[GIVEN INSTRUCTION] In the listing below, set out everything from the line containing "identifies the long" down to the line containing "[[408, 186, 435, 222]]", both included, as a JSON list of strings with one string per line and no blank lines. Leave out every other line.

-- Begin DATA SHOWN --

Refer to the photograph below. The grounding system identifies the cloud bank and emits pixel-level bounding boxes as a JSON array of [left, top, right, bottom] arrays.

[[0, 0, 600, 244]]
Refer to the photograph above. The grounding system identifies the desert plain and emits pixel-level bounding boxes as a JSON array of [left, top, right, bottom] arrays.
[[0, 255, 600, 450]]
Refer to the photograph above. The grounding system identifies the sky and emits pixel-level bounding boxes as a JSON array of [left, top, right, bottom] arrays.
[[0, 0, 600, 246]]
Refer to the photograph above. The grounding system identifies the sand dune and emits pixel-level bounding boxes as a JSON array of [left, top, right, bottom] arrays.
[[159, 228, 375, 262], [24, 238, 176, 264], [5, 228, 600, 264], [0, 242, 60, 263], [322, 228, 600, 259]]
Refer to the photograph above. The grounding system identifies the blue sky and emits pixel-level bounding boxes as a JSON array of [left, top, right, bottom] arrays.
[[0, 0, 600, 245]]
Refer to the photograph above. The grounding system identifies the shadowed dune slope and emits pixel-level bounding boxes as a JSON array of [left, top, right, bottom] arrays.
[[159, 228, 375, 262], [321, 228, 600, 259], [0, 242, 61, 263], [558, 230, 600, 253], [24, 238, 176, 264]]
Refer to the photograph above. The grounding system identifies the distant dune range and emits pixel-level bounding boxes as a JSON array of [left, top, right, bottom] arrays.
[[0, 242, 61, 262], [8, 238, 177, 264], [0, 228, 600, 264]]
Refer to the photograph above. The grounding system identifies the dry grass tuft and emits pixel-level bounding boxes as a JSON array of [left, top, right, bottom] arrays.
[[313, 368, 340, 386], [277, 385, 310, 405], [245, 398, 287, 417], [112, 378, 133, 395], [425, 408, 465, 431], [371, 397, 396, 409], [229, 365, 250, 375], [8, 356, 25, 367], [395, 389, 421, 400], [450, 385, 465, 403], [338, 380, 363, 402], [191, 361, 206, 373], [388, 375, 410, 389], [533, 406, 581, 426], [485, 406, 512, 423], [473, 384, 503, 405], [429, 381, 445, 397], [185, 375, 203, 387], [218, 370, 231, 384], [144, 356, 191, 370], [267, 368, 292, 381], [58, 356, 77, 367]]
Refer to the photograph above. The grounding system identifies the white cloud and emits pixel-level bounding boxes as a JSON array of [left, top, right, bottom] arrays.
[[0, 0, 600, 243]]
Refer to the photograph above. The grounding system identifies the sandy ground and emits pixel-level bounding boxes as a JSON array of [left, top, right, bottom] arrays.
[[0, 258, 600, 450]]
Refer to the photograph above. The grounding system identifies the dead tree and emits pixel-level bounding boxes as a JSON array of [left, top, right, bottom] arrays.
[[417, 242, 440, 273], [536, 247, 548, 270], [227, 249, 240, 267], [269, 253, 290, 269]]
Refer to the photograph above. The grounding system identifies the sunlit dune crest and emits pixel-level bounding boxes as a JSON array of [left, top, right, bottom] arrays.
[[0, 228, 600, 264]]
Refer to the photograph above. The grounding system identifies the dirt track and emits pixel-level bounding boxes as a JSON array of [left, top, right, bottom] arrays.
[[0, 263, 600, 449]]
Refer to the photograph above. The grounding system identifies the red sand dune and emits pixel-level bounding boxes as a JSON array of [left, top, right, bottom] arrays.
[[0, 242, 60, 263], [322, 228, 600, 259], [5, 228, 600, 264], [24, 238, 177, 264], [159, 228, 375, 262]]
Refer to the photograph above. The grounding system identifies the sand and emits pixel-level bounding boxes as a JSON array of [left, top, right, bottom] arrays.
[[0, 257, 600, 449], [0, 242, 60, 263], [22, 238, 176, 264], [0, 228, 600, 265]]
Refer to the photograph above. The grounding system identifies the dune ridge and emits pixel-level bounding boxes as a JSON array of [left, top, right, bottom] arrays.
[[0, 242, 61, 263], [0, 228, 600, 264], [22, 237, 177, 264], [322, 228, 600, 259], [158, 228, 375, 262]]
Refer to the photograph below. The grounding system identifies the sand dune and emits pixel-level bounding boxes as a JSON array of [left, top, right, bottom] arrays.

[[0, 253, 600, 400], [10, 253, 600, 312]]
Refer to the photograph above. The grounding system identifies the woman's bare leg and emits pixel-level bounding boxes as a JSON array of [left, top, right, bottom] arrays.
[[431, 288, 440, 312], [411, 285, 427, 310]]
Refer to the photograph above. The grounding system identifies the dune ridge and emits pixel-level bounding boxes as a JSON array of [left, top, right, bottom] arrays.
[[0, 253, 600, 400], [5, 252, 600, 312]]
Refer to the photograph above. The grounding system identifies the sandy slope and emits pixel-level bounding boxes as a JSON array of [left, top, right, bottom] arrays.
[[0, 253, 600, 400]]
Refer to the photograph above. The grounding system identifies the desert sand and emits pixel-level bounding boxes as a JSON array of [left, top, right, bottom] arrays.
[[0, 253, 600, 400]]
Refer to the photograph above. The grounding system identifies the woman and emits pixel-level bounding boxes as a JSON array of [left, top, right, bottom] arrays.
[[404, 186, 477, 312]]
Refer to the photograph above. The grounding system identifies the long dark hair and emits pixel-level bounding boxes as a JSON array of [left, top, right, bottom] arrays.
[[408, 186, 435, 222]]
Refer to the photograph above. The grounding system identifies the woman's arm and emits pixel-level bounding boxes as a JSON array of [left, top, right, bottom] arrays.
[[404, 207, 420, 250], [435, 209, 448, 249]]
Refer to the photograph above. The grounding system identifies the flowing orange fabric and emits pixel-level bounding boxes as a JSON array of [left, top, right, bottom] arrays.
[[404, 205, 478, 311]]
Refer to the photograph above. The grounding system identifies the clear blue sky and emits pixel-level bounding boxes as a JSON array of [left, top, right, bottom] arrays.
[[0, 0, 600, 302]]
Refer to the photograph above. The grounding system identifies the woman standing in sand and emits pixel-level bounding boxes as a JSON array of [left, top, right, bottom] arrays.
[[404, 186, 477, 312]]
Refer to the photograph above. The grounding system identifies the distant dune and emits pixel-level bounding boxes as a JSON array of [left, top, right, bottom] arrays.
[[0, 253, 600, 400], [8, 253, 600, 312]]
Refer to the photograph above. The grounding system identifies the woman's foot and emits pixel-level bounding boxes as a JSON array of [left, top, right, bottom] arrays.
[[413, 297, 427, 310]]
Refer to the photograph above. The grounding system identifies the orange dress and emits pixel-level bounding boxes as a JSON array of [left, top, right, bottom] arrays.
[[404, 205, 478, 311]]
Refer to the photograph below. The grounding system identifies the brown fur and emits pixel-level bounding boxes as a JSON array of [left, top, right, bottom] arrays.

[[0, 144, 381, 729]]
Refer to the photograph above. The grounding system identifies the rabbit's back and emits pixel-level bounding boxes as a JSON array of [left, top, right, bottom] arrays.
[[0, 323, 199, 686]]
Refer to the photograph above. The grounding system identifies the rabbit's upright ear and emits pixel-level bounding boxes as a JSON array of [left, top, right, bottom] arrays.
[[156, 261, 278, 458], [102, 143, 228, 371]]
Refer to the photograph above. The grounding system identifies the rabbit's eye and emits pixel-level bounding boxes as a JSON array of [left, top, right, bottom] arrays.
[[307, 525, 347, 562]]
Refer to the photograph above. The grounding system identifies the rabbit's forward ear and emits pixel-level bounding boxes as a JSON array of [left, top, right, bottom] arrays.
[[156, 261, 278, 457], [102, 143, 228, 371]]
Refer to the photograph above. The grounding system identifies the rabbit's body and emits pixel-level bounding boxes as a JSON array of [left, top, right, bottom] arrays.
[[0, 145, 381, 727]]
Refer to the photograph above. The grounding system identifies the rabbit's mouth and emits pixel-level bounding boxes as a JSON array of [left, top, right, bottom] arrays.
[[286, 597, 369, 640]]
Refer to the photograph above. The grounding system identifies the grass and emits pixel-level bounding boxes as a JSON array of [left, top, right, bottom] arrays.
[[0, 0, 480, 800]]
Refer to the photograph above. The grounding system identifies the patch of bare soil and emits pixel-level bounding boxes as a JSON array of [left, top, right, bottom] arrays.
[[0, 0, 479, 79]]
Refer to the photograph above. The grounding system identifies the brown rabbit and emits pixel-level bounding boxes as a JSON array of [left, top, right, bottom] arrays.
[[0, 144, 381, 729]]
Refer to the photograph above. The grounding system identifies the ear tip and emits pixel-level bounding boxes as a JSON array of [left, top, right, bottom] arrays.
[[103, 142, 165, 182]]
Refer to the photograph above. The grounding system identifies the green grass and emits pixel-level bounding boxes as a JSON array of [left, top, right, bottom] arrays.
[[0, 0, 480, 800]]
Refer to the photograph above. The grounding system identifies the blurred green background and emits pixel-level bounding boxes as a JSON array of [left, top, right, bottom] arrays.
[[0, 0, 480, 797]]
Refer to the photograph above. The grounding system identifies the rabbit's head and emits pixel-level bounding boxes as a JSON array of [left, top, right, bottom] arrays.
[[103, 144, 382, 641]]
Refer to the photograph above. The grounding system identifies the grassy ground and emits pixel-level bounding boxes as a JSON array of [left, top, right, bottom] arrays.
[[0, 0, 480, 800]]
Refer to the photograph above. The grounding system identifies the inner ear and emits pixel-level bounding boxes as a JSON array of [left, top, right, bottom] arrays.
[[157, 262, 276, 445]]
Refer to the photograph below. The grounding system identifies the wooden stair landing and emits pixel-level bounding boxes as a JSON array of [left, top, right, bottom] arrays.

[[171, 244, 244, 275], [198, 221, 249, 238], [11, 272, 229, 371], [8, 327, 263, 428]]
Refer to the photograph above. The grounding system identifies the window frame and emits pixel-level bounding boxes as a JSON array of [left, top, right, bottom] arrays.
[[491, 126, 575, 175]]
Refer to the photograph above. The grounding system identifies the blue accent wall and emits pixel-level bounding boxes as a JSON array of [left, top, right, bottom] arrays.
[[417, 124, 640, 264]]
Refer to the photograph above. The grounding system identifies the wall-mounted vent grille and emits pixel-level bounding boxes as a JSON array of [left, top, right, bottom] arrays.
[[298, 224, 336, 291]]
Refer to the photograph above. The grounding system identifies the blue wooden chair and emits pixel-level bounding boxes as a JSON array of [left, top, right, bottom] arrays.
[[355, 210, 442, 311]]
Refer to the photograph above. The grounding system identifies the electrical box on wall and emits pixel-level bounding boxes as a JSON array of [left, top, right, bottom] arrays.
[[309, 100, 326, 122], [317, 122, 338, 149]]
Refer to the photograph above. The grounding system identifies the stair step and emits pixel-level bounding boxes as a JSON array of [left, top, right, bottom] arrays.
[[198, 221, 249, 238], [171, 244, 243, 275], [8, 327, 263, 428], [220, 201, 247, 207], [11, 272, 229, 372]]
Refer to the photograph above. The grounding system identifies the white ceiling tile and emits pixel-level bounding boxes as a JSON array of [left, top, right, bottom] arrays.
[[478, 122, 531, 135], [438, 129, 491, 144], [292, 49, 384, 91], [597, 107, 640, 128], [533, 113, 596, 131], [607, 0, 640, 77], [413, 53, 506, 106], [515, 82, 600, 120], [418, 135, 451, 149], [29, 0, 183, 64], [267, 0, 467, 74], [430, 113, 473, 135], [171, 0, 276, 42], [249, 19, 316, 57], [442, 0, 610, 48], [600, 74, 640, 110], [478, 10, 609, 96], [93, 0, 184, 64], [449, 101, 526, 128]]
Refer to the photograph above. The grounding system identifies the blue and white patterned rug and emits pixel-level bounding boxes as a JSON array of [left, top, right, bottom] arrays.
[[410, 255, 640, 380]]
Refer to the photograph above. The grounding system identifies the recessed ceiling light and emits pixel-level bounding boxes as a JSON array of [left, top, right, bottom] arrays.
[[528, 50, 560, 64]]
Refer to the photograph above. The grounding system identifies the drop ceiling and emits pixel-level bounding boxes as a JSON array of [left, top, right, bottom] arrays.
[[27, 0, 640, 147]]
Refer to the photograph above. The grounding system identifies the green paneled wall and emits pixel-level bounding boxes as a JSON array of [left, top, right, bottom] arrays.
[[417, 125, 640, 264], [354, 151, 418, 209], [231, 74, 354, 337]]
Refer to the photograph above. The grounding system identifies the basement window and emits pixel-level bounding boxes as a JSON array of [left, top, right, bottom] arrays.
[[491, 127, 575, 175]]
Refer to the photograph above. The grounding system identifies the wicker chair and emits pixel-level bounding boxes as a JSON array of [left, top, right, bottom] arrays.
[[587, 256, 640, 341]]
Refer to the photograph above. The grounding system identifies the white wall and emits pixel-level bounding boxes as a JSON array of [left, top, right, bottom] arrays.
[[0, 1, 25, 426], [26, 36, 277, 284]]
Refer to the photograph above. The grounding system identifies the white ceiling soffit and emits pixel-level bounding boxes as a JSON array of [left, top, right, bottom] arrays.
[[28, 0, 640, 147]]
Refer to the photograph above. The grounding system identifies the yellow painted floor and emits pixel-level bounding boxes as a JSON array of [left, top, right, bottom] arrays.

-- End DATA SHOWN --

[REPLY TO THE EXERCISE]
[
  "Refer to the photograph above. The grounding system identifies the long dark hair and emits pixel-level bounding boxes as a JSON array of [left, top, right, bottom] arrays.",
  "[[408, 186, 435, 222]]"
]